WHAT TO DO:
#1 In the article about the Beach House by 604 restaurant, what does the number in the restaurant's name come from?
#2 Extend the article about the Beach House by 604 restaurant past its last sentence.

SOURCE TEXT:

--- START ---

The Beach House by 604, at the Pililaau Army Recreation Center in Waianae, is a place of respite for soldiers on leave, but the benefits extend beyond the military.
Manager Eddie “Scoots” Wycheck estimates that at least 60% of his customers are nonmilitary, mostly from the neighborhood. “Locals are our client base,” he said.
Many regulars will make a night of it, Wycheck said, arriving to watch the sunset, staying for the live music and dinner, finally leaving at closing time.
He’s pleased, he said, that in just a year — Beach House marks its first anniversary Friday — the restaurant has found a place in the community.
“We’re a one-stop shop for Waianae,” Wycheck said. “We got the beach, we got the sunset, we got the food, we got the drink.”
Beach House is an offshoot of Restaurant 604 in Pearl Harbor, both owned by Donovan Maples of the Coconut Restaurant Group, and sharing the same menu. The numeral in both names comes from the Navy-assigned building number of the original restaurant.
Beach House sits right above the sand at Pokai Bay, one of Oahu’s most beautiful sweeps of beach. It has a spacious patio facing west, which means you can’t beat this location for a view of the sun dropping into the sea.

--- END ---

RECORD LIST:
--- START ---

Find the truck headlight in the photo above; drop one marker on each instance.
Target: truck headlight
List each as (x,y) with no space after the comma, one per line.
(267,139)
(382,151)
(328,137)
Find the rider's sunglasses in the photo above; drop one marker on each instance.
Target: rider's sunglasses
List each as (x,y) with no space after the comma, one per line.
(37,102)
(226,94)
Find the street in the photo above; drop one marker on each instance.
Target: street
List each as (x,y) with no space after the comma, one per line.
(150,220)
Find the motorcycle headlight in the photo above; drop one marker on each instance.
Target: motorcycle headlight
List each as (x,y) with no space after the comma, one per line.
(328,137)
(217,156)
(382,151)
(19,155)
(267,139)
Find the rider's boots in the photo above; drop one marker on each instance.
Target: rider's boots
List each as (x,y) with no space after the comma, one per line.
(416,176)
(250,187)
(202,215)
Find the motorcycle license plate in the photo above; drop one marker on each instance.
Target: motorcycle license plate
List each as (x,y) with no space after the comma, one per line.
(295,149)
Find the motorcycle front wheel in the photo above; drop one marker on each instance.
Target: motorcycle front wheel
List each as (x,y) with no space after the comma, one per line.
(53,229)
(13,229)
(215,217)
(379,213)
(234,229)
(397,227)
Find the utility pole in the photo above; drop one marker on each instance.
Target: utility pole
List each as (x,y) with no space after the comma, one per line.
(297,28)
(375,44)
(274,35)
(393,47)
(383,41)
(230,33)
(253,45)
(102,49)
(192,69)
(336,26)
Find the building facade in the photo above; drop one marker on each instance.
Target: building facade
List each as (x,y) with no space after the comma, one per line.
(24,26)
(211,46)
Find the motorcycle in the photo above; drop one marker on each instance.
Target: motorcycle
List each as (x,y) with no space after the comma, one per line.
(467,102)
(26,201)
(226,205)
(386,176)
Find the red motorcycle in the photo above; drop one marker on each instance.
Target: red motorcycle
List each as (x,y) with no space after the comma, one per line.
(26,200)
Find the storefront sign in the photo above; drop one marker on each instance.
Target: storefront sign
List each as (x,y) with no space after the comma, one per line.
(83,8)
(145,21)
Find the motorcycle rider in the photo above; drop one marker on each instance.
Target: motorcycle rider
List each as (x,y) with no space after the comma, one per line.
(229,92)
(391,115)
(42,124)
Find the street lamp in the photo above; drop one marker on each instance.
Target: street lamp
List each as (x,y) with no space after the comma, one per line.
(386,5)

--- END ---

THE REPLIES:
#1 It comes from the Navy-assigned building number of the original restaurant, Restaurant 604 in Pearl Harbor.

#2
Aloha Hour runs 2 to 4 p.m., long before sunset, but the view is still worth a million bucks. Sand, surf, sun, sea — it’s stunning, and nowhere near as crowded as what you’d find at a resort. It will suck all the townside tension out of your bones.
The parking lot is for military only; others park just outside the gate and will need to show identification when walking up to the restaurant. You can also walk straight in off the beach — no ID required.
Aloha Hour half-price specials cover seven items on the appetizer menu, the greatest of these being the Drunken Kalua Nachos ($7 at pau hana). This is a dish that subscribes to the pile-it-on philosophy of more is more.
Roast pork is layered with pico de gallo, chipotle sour cream, cilantro-ranch dressing and green onions, but key to it all is a cheese sauce flavored with Fat Tire beer. It’s a smoky, delicious mess, in the best sense.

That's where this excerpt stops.